Data extract: Begin

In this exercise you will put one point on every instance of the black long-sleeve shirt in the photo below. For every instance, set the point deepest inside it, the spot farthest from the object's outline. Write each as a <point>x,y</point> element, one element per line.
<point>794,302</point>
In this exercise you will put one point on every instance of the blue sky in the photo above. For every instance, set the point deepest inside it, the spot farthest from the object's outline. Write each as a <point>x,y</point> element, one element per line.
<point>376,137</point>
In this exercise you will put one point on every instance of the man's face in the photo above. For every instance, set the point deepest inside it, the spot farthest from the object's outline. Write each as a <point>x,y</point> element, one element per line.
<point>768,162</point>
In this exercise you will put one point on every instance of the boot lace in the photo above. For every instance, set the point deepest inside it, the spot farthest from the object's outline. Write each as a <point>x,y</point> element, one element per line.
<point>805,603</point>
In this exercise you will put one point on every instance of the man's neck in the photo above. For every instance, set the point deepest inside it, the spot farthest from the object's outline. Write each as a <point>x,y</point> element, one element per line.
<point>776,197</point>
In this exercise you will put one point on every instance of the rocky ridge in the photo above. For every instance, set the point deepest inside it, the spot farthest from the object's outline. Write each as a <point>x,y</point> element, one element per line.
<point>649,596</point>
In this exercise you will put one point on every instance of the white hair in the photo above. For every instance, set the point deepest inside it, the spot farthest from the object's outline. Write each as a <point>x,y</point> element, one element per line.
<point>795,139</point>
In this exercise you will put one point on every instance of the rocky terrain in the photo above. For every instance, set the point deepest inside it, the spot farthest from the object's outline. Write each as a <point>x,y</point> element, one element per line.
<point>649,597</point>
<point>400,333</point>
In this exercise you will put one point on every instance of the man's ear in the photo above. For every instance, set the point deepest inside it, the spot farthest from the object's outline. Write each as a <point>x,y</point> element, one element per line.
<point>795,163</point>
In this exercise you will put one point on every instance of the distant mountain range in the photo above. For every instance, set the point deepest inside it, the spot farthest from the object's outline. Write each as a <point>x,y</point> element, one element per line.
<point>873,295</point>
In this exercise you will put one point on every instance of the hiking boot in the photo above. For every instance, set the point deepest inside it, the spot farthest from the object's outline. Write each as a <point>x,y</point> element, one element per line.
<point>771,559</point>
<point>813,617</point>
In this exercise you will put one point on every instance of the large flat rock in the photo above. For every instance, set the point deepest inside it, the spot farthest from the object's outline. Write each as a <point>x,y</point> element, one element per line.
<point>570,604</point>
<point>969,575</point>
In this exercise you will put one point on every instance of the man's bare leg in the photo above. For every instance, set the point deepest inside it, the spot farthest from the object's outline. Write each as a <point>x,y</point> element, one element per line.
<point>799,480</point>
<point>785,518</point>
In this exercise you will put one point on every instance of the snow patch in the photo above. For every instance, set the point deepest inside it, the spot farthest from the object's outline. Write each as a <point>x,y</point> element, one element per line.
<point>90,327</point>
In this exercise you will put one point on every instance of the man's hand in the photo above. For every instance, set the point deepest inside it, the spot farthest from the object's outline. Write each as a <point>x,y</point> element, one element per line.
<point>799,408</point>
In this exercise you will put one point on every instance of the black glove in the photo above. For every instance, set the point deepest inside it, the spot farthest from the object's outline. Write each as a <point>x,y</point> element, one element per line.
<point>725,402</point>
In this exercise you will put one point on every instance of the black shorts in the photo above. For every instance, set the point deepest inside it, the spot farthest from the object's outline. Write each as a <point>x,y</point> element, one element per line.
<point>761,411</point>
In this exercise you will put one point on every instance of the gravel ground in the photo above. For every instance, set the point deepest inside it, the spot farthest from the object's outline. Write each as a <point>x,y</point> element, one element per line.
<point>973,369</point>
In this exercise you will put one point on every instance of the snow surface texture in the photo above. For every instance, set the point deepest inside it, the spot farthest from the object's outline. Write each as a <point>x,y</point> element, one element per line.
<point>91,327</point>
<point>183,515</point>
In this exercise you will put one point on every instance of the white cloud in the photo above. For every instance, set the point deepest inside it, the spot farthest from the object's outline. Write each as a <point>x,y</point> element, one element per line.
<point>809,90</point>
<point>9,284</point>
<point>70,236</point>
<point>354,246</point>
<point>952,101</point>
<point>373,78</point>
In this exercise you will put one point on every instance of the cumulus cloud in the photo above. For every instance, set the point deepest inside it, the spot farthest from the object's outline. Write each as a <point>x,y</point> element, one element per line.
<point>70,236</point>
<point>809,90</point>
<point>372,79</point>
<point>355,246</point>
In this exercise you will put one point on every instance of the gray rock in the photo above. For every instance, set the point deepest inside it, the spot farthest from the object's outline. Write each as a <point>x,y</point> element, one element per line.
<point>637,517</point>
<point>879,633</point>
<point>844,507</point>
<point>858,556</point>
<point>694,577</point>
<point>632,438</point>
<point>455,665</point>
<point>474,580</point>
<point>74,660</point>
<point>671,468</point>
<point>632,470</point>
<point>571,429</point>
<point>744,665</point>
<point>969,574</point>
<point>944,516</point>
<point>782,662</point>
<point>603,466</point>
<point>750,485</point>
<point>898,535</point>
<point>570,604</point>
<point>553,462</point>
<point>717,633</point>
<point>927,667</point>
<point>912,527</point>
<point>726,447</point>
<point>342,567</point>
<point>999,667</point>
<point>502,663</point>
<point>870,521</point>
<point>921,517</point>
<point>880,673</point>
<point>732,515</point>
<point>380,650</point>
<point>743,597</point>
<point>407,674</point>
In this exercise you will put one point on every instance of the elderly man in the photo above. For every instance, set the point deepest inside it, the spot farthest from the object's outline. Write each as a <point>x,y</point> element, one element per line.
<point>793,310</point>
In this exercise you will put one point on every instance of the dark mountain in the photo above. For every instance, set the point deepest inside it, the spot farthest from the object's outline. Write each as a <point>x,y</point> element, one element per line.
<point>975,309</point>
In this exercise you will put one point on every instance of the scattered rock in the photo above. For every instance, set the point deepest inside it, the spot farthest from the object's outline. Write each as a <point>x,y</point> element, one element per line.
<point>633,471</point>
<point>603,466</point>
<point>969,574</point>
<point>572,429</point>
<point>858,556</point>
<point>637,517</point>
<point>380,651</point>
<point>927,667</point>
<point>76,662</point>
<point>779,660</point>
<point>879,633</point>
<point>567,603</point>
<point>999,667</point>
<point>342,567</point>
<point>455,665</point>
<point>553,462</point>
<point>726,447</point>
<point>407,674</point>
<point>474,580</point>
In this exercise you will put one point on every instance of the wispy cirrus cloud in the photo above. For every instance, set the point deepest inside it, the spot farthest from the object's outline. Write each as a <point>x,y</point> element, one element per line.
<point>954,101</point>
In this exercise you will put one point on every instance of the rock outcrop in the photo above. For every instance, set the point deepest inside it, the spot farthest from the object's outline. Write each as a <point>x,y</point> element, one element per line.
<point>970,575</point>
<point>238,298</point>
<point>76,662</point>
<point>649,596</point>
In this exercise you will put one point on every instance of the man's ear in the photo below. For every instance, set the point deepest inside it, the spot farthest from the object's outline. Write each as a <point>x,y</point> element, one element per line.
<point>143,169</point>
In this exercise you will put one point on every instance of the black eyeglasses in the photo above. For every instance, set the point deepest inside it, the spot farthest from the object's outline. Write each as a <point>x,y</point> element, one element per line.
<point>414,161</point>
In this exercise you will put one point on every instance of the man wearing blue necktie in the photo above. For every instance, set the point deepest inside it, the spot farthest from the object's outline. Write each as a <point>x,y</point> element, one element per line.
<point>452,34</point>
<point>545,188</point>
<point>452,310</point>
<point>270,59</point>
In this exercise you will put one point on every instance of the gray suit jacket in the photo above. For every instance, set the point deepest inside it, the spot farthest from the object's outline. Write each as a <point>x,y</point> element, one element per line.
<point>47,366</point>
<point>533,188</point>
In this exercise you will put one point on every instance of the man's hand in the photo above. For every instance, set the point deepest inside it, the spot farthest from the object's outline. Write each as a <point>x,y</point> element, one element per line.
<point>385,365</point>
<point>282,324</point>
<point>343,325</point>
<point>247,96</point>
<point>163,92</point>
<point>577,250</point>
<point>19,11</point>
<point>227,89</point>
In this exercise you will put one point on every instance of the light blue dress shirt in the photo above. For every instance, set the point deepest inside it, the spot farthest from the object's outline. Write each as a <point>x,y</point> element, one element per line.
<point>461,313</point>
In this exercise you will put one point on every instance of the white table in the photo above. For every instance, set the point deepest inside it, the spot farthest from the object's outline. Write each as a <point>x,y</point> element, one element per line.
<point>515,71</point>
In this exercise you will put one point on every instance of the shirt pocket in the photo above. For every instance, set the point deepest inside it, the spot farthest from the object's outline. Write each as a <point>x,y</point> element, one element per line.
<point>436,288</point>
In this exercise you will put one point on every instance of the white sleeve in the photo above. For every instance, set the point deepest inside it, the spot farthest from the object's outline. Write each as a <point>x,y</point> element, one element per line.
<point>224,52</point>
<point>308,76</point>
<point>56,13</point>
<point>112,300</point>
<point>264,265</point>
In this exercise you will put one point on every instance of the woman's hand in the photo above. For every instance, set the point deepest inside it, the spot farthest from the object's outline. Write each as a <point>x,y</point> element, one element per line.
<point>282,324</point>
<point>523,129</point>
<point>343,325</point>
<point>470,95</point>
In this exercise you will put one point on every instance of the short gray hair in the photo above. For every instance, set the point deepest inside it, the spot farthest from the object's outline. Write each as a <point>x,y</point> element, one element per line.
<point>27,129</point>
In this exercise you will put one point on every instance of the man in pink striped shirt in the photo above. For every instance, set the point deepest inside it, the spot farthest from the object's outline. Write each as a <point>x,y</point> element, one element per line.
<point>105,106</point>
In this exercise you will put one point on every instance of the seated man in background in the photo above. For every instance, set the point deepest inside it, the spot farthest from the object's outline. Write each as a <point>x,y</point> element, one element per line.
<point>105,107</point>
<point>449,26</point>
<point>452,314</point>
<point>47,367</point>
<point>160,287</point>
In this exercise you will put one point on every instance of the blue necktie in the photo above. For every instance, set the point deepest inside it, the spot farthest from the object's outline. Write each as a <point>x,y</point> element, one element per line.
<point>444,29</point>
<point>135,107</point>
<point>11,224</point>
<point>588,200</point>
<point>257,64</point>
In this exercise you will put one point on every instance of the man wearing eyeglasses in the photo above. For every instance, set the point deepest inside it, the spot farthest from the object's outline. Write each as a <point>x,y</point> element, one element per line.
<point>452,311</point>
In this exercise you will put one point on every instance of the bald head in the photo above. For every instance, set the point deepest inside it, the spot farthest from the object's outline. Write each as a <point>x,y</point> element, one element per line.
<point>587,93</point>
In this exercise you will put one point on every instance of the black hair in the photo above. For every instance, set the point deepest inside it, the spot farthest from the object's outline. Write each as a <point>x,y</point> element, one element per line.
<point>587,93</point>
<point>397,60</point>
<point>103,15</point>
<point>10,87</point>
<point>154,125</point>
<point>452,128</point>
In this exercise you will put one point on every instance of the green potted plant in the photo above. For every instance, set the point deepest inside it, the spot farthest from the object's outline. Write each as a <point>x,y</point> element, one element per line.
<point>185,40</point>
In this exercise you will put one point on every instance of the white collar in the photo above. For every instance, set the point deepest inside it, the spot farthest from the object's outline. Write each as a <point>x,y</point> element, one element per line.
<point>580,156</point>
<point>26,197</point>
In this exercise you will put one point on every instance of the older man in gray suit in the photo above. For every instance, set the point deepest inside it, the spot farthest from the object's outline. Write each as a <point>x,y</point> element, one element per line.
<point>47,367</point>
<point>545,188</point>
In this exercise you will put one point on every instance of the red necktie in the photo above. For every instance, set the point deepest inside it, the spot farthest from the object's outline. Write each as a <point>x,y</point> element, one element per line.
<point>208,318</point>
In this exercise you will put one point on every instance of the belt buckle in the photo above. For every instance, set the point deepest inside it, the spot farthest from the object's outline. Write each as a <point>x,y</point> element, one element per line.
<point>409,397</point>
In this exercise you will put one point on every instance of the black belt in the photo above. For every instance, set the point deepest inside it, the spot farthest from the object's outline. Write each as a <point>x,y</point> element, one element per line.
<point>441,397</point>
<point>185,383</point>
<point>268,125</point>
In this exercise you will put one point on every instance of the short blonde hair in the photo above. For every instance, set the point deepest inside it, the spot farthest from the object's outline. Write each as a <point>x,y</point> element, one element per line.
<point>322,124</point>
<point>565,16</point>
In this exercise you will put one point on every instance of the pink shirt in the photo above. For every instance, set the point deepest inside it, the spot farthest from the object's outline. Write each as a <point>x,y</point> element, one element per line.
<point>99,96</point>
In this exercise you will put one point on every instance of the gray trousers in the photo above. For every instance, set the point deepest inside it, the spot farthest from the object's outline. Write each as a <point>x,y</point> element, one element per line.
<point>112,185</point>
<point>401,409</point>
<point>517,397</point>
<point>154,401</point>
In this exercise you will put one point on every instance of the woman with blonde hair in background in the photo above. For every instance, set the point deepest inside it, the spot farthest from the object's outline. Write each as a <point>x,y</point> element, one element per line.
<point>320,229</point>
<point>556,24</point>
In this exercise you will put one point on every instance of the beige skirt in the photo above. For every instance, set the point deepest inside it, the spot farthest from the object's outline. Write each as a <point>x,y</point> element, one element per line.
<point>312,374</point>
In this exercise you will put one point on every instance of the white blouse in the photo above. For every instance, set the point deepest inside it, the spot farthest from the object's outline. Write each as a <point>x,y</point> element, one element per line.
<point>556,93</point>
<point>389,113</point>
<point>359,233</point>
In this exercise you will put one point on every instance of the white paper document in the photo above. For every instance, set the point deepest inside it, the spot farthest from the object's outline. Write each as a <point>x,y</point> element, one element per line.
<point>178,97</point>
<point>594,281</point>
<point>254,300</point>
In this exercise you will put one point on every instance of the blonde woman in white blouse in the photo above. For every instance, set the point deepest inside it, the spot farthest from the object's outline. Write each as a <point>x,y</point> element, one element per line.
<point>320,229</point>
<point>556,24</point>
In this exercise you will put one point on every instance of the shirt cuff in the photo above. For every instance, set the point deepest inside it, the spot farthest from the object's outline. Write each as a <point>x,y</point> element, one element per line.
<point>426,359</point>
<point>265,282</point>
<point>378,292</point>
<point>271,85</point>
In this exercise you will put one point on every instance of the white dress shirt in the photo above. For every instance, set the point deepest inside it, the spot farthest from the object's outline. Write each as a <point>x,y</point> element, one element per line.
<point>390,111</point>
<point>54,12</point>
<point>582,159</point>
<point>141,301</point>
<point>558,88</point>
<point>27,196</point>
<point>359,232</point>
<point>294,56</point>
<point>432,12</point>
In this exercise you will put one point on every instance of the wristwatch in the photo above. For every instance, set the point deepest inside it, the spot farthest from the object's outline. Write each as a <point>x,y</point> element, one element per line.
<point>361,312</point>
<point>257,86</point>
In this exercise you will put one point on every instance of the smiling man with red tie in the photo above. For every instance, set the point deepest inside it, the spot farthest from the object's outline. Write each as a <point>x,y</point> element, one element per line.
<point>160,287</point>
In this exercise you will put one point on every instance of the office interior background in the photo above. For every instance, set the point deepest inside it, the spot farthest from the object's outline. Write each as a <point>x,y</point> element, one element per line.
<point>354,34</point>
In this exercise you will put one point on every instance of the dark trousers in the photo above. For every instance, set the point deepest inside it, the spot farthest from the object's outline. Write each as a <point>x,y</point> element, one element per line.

Data extract: End

## What is needed:
Set down exactly the lines of the listing above, from the line holding "the white dress" through its last line, with nothing added.

## Written response:
In this exercise you will put one point on every instance of the white dress shirt in the photo above. For every instance, set the point deepest inside it, the spot farthest from the object's outline. Write each as a <point>x,y</point> element, one element per line.
<point>390,111</point>
<point>54,12</point>
<point>582,159</point>
<point>141,301</point>
<point>558,88</point>
<point>27,196</point>
<point>359,232</point>
<point>294,56</point>
<point>432,12</point>
In this exercise you will put one point on every instance of the wristwatch in the photo above. For every instance, set the point deepest inside it, the spot farthest from the object's outline. Write each as a <point>x,y</point> element, one element per line.
<point>361,312</point>
<point>257,86</point>
In this exercise you will put one point on every instance of the smiling man with red tie in the photo above. For every instance, set the point deepest inside it, the spot farthest from the object's outline. Write each as a <point>x,y</point> element, one element per line.
<point>160,287</point>
In this exercise you will put one point on every instance of the office interior background in the photo above. For every instance, set the point deepest inside it, the spot farthest from the object's outline. Write each as a <point>x,y</point> element, one element per line.
<point>354,34</point>
In this exercise you will put one point on every instance of the dark trousers in the photo above. For every instance, set the point deepest inside it, the spot farthest from the object's outline. Write each as a <point>x,y</point> element, one element per line.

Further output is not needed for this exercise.